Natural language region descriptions
'''
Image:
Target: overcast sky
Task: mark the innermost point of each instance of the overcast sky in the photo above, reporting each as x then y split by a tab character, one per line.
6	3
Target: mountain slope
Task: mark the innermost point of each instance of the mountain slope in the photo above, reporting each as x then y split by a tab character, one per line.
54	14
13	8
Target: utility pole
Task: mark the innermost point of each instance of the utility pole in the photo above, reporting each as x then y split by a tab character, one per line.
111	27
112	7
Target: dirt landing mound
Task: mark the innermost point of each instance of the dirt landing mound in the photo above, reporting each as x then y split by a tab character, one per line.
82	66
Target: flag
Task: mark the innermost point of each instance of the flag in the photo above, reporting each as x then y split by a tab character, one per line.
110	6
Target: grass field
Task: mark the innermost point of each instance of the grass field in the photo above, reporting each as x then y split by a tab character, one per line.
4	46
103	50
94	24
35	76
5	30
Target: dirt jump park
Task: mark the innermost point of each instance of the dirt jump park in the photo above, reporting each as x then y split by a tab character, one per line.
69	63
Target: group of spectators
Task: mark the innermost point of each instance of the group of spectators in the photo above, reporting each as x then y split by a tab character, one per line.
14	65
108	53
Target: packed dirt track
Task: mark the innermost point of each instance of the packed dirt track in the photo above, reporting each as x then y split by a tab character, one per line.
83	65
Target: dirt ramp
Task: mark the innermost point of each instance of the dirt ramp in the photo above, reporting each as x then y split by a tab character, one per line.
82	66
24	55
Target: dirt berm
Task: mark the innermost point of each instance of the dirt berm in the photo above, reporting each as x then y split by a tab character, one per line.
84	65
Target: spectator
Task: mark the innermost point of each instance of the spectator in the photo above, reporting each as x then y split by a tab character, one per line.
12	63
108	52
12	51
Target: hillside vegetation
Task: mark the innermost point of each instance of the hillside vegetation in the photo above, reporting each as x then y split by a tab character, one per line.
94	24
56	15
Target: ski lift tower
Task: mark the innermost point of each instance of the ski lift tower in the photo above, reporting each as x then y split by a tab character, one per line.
'''
PROMPT
None of the records may be omitted; each is to be printed exactly.

RESULT FOR THIS EXERCISE
Image:
Target: overcast sky
Task: mark the innermost point of each instance of the overcast sky in the photo above, reporting each as x then y split by a tab character, one per line.
6	3
Target: mountain slope
Task: mark the innermost point of each instance of the mountain slope in the photo above, reporting each as x then y split by a tab character, one per line.
54	14
13	8
Target: utility pole
Task: mark the innermost point of each instance of the utility pole in the photo above, reporting each as x then y split by a tab character, one per line.
111	27
112	7
Target: dirt landing mound
Task: mark the innermost point of each instance of the dirt landing mound in the photo above, reporting each as x then y split by a tab character, one per line.
82	66
Target: flag
Task: mark the innermost point of each instance of the flag in the photo above, reporting each as x then y split by a tab character, one per line.
110	6
Target: grass field
Task: mark the innermost point of each instance of the grass field in the photo above, reporting each as x then y split by a tab character, one per line.
4	46
103	50
94	24
35	76
5	30
Target: dirt jump park
Task: mark the innermost point of each instance of the dirt jump park in the photo above, reporting each as x then y split by a tab character, one per line.
69	63
Target: group of spectators
Task: mark the innermost point of each instance of the group of spectators in the photo above, reporting each as x then y split by a tab character, one per line.
14	65
108	53
Target: packed dirt track
Task: mark the innermost point of each instance of the packed dirt track in the photo above, reporting each as x then y split by a tab character, one per line.
83	65
Target: dirt ramp
Task: mark the innermost point of each instance of the dirt ramp in the photo above, reporting each as x then y split by a tab character, one per line.
82	66
24	55
Target: dirt berm
Task: mark the innermost point of each instance of the dirt berm in the photo above, reporting each as x then y split by a tab character, one per line.
84	65
Target: spectator
Task: mark the innermost point of each instance of the spectator in the photo above, reporting each as x then y split by a tab character, one per line.
12	63
108	52
12	51
Target: hillside vegetation
Task: mark the innermost point of each instance of the hillside vegetation in the photo above, reporting each as x then y split by a tab character, one per line.
94	24
56	15
Target: ski lift tower
Task: mark the innermost point of each instance of the ski lift tower in the photo above, reporting each as x then y split by a tab character, one per line.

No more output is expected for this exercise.